Repeat the listing that follows, character for character, minus the pictures.

▼▼▼

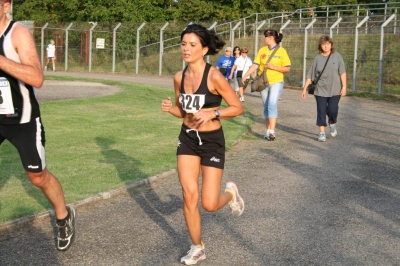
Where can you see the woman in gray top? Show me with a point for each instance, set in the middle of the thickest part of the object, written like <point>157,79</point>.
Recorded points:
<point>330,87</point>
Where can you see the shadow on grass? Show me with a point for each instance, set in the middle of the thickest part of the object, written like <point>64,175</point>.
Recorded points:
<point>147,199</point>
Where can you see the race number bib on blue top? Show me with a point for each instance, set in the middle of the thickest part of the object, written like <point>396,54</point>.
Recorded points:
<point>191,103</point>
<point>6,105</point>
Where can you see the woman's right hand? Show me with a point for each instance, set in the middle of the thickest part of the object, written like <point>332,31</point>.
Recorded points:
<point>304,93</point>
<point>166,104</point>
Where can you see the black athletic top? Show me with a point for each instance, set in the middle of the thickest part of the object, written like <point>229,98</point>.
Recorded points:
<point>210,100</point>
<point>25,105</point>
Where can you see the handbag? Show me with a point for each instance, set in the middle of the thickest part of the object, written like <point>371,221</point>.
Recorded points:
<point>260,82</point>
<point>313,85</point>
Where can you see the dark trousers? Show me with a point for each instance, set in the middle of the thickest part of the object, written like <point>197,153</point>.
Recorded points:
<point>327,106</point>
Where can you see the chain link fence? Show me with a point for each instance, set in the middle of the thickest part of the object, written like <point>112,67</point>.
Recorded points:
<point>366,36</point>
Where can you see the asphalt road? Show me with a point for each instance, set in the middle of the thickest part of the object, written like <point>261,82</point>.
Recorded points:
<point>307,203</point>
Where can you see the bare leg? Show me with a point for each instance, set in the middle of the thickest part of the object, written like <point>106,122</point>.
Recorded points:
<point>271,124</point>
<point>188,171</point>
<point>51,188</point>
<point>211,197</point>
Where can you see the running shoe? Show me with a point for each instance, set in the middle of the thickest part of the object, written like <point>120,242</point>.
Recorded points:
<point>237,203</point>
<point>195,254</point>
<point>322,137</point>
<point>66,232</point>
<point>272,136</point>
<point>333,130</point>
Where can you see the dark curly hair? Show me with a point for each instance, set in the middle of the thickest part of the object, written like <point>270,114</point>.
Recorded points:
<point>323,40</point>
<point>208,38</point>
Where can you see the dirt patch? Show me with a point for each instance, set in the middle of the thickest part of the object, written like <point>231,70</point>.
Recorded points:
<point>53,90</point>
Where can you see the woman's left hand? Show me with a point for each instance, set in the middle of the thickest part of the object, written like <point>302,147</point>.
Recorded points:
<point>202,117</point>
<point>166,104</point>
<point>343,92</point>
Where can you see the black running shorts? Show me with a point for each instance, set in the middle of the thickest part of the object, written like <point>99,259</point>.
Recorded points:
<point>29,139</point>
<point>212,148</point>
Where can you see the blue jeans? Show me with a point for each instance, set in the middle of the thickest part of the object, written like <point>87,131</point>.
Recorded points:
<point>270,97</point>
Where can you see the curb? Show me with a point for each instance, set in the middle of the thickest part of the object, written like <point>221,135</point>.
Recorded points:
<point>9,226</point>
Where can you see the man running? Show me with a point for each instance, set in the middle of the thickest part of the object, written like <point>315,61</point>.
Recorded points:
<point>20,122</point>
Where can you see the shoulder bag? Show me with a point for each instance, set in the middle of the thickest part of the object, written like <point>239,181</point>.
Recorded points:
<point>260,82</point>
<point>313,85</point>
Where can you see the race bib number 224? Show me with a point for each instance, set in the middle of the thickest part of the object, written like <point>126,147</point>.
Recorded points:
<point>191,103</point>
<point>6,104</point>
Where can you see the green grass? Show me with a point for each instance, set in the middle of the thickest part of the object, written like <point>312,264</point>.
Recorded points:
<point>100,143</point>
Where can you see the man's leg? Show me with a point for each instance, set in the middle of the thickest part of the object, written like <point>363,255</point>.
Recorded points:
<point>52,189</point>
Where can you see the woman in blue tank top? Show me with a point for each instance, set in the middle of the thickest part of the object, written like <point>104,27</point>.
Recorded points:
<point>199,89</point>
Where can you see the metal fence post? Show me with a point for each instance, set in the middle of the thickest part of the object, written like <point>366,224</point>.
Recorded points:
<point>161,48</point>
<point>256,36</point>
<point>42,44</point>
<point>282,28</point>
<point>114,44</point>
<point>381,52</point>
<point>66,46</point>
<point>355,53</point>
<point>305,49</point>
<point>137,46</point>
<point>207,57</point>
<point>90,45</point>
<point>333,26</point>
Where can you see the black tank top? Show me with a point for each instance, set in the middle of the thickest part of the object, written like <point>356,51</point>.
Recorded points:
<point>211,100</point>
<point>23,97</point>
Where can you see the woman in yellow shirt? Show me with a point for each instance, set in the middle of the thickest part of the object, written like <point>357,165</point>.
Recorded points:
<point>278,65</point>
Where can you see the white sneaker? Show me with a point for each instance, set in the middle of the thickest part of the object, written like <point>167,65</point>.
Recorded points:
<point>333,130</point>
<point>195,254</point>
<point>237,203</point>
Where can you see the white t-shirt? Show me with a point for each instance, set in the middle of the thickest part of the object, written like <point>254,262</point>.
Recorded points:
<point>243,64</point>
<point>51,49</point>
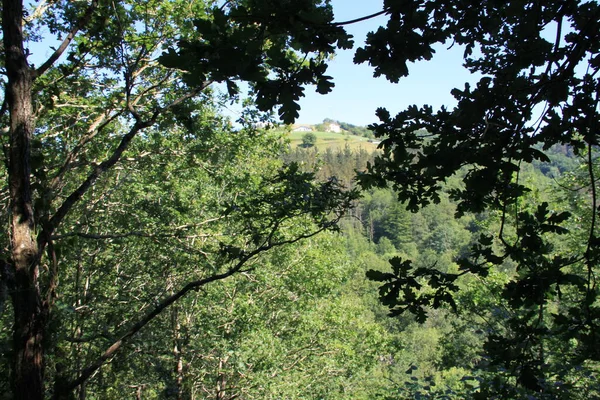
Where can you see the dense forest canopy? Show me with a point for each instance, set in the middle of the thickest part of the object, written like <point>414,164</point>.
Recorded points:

▲▲▲

**RESULT**
Where can you see the woman in gray top? Show me with a point for each instance, set in the middle of the thickest part of the object, written like <point>157,79</point>.
Recorded points:
<point>330,87</point>
Where can you see the shadow on grass? Show me with a point for each instance, set in the middle of the thickest part of the object, written like <point>64,175</point>.
Recorded points:
<point>147,199</point>
Where can you see the race number bib on blue top? Show me with a point for each instance, set in the middle of the thickest part of the object, written like <point>396,54</point>.
Recorded points:
<point>191,103</point>
<point>6,105</point>
Where can you see the woman's right hand? Show me with a point for each instance, set in the middle of the thickest part of the object, written like <point>332,31</point>.
Recorded points:
<point>304,93</point>
<point>166,104</point>
Where can you see the black athletic top? Show me with a point for each instance, set in the middle of the thickest part of the object, written like <point>229,98</point>.
Recorded points:
<point>210,100</point>
<point>25,105</point>
Where can you see the handbag? Show me with a point for each instance, set in the middle of the thickest part of the object, written like <point>371,221</point>.
Recorded points:
<point>260,82</point>
<point>313,85</point>
Where can you see the dark trousers? Show me with a point for each instance, set in the middle of the thickest part of the object, written like <point>197,153</point>.
Recorded points:
<point>327,106</point>
Where can you see the chain link fence? Show me with a point for each instance, set in the middle of the thickest part of the object, written like <point>112,67</point>.
Recorded points:
<point>366,36</point>
Where can you see the asphalt road? Show me with a point for each instance, set in the middle of the thickest part of the object, written like <point>261,82</point>.
Recorded points:
<point>307,203</point>
Where can you see the bare leg? Show me with a point for each instance, set in the middle of the thickest part of the object, written like <point>106,122</point>.
Recorded points:
<point>271,124</point>
<point>188,171</point>
<point>51,188</point>
<point>211,197</point>
Where can you see the running shoe? Show me with a point for each instance, set in the middle of the thickest part of the object, written like <point>120,242</point>.
Recorded points:
<point>237,203</point>
<point>195,254</point>
<point>322,137</point>
<point>66,232</point>
<point>272,136</point>
<point>333,130</point>
Where can you see the dark curly hair? Show me with a point for each instance, set in the middle of the thickest part of the object, written like <point>270,114</point>.
Recorded points:
<point>323,40</point>
<point>208,38</point>
Where can you see the dirt patch? Show me with a point for each instance, set in the middle of the thickest part of the object, written like <point>231,70</point>.
Recorded points:
<point>53,90</point>
Where can you see the woman's left hand? Show me with a point for each instance, set in the middle of the thickest part of the object, written like <point>302,147</point>.
Recorded points:
<point>202,117</point>
<point>166,104</point>
<point>343,92</point>
Where can you see the black running shorts? Show me with a point for each instance, set in the middle of the thickest part of the object, written like <point>99,259</point>.
Recorded points:
<point>29,139</point>
<point>212,148</point>
Where can you see the blue jeans? Show me with a point for each instance, set in the middle of the thickest part of the object, written like <point>87,131</point>.
Recorded points:
<point>270,97</point>
Where can you see the curb? Show me with a point for each instance, set in the middle of the thickest part of the object, written like <point>221,135</point>.
Recorded points:
<point>9,226</point>
Where can you see the man running? Show me with a point for each instance, set in the middle of the thickest part of the object, written like <point>315,61</point>.
Recorded points:
<point>20,122</point>
Where can you see the shoulder bag? Show me with a point for each instance, set in the middle of the thickest part of the object, written like <point>239,181</point>.
Recorded points:
<point>260,82</point>
<point>313,85</point>
Where can you see the race bib number 224? Show me with a point for each instance, set in the middle of the thickest part of the object, written like <point>126,147</point>.
Recorded points:
<point>191,103</point>
<point>6,104</point>
Where can you see the green grass? Show me with a point for each instance, set in the middle of the thickest part of the object, written like <point>312,264</point>.
Recorded points:
<point>100,143</point>
Where can you see the man's leg? Show me with a point for each instance, set in the middle of the thickest part of the object, written like <point>363,255</point>.
Recorded points:
<point>52,189</point>
Where can you see the woman in blue tank top? Show me with a point for each instance, set in the middle of the thickest part of the object, written like <point>104,27</point>.
Recorded points:
<point>199,89</point>
Where can you see the metal fence post? Show me with a point for each instance, set in the middle of the thickest part of the object, written like <point>366,224</point>.
Recorded points:
<point>161,48</point>
<point>256,36</point>
<point>42,44</point>
<point>282,28</point>
<point>114,44</point>
<point>381,52</point>
<point>66,46</point>
<point>355,53</point>
<point>305,49</point>
<point>137,46</point>
<point>207,57</point>
<point>90,45</point>
<point>333,26</point>
Where can you see the black tank top? Show me with a point for each instance, set in the middle of the thickest part of the object, written like <point>356,51</point>.
Recorded points:
<point>211,100</point>
<point>23,97</point>
Where can you see the woman in yellow shirt? Show me with a point for each instance, set in the middle of the thickest part of the object, written like <point>357,165</point>.
Recorded points:
<point>278,65</point>
Where can you see the white sneaker? Show me with a point for each instance, set in the middle of the thickest part of the object, written like <point>167,65</point>.
Recorded points:
<point>333,130</point>
<point>195,254</point>
<point>237,203</point>
Where can you see the white t-shirt? Show me with a point for each instance, set in the middle of the thickest part of the object, written like <point>254,262</point>.
Recorded points:
<point>243,64</point>
<point>51,49</point>
Where can you see the dense forest canopy? Show me with a point for each instance, set in the middle of the thickest part of the object, written like <point>414,164</point>.
Recorded points:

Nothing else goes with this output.